» Task statement
Reproduce every item below word for word, and leave the picture out of your copy.

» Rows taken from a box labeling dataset
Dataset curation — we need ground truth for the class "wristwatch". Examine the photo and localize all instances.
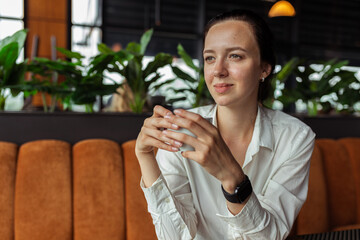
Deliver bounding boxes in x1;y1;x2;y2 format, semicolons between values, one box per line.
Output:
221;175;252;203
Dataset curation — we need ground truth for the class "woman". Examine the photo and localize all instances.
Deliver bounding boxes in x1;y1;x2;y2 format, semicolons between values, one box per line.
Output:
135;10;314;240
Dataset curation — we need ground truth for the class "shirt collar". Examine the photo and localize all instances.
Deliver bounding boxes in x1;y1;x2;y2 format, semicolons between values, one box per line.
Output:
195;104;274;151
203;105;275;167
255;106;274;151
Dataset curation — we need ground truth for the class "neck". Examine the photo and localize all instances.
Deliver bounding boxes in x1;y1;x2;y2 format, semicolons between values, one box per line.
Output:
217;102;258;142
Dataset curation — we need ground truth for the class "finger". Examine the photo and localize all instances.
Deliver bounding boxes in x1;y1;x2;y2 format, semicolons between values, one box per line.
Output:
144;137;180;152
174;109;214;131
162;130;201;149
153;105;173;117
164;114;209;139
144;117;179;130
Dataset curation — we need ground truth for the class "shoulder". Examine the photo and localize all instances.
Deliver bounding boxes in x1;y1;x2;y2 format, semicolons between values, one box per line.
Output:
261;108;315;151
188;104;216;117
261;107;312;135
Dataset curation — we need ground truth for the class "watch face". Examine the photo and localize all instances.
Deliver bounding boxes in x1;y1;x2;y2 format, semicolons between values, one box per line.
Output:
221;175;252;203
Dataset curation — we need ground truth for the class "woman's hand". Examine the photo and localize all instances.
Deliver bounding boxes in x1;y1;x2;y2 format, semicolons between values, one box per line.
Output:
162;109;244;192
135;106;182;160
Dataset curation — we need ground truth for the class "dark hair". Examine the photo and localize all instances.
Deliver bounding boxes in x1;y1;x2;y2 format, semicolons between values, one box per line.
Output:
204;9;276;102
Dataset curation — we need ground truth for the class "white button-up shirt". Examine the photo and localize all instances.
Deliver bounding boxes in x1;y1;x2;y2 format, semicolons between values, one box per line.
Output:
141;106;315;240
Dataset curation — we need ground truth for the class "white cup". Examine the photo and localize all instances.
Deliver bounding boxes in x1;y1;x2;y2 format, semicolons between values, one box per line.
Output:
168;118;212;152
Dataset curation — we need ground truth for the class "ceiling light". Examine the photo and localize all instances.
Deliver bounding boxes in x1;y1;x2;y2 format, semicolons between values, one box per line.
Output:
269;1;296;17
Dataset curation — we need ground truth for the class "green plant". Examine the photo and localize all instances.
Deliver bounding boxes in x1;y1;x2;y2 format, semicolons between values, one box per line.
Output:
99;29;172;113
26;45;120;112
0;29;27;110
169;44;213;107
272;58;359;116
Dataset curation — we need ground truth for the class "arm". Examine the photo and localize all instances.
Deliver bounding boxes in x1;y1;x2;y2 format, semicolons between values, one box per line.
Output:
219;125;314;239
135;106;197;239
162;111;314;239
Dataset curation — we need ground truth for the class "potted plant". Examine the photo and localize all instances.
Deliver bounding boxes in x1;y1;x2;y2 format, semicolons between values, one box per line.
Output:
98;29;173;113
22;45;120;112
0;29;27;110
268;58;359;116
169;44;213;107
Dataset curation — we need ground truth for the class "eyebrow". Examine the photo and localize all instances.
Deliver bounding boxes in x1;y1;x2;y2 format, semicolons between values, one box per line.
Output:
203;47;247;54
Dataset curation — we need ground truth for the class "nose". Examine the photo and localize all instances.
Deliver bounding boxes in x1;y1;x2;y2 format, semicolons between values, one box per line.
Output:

» Answer to the task
Dataset curation — we need ground truth for the class "wristwatch". Examine the photo and localize all instances.
Deliver bounding boxes in x1;y1;x2;y2 format, semicolons between values, one box per line.
Output:
221;175;252;203
Dataset curation — we need ground truth for the class "woman". Examine the photo and localize all instances.
Deliver bounding boxes in x1;y1;x2;y2 format, semicolons between values, one box per line.
Output:
135;10;314;240
Dataset curation — we need ground truth for the class "shirt collar". Examine the photo and localize all instances.
Deliver bounding boxes in x1;y1;x2;y2 format, semicolons between values, one box per line.
Output:
195;104;274;151
203;105;275;167
255;106;274;151
Dataset curation — we need ground truth for the class "neck". Examine the photo and localize all instances.
Deliver bounding boxes in x1;y1;x2;y2 format, semicolons between values, one box per line.
Output:
217;102;258;142
Dataset curation — we need ground truth for the class "finger". Examine the photo and localize all instances.
Deliver bounding boxes in x1;y1;x2;y2 format, semicolons between values, one box per line.
Output:
144;137;180;152
174;109;214;131
162;130;201;149
153;105;173;117
164;114;209;139
144;117;179;130
Dataset curation — we need ground truth for the class "shoulder". Examine the photo and localize all instances.
Deliver bounding boxes in x1;y1;x2;y2 format, semicolons between values, one box per line.
Output:
261;108;315;151
188;104;216;117
261;107;312;135
Dataset curation — we need ground truth for the class "watch face". Examine the photo and localize all instances.
Deliver bounding boxes in x1;y1;x2;y2 format, semicolons between values, one box per line.
Output:
221;175;252;203
Dataset curation — we need ground truth for the class "woman's hand". Examine the photo and localize all instances.
Deliver bounding boxes in x1;y1;x2;y2 format, semicolons between values, one box per line.
Output:
162;109;244;192
135;106;182;160
Dataset curation — we need ground truth for the class "dark hair". Examine the photo and localize all instances.
Deliver bounding boxes in x1;y1;x2;y2 format, semicolons between values, one box per line.
Output:
204;9;276;102
Dataset curation — we need ground truth for the class "white button-up shirt". Examine the photo and localize all instances.
Deliver bounding boxes in x1;y1;x2;y2 format, semicolons between values, one box per line.
Output:
141;106;315;240
Dataset curation — we need ground truth for the class "white cup". Examine the photo and localize all instances.
Deliver bounding boxes in x1;y1;x2;y2 format, semicolons between values, one box per line.
Output:
168;118;212;152
Dataset curation — we need ground truth for the class "ceiling light". Examine the photo and localize all instances.
Deliver bounding boxes in x1;y1;x2;y2 format, semicolons between values, one box per line.
Output:
269;1;296;17
Dataset curation — we need ground truth for the class "green plant". Examine the photo and localize all instances.
Deliver bounding boxes in x1;y1;x2;y2 format, semicolons between values, one box per line.
Output:
99;29;172;113
26;45;120;112
0;29;27;110
169;44;213;107
272;58;359;116
Dataset curation — we need ground truth for the class "arm". Examine the photo and localize all instances.
Deliver bounding boxes in x1;y1;x2;y2 format, semicolons between values, one box per line.
Output:
219;125;314;239
135;106;197;239
162;111;314;239
Dataset curation — we need ground truth for the class "potted plant". Examine the photo and localize all instances.
Deliver bounding boxes in x1;y1;x2;y2 format, semicolons between values, one box per line.
Output:
98;29;173;113
22;45;120;112
0;29;27;110
268;58;359;116
169;44;213;107
Dataset curation — we need ground truth for the class "eyebrow". Examine the photo and localize all instances.
Deliver bounding boxes in x1;y1;x2;y2 format, semicolons between values, one box per line.
Output:
203;47;247;54
Dataset curation — we need ground truth for the class "nose". Examine the photo and localize all instances.
Deliver bounding boxes in x1;y1;x2;y2 format, semicolons between values, one box per line.
Output:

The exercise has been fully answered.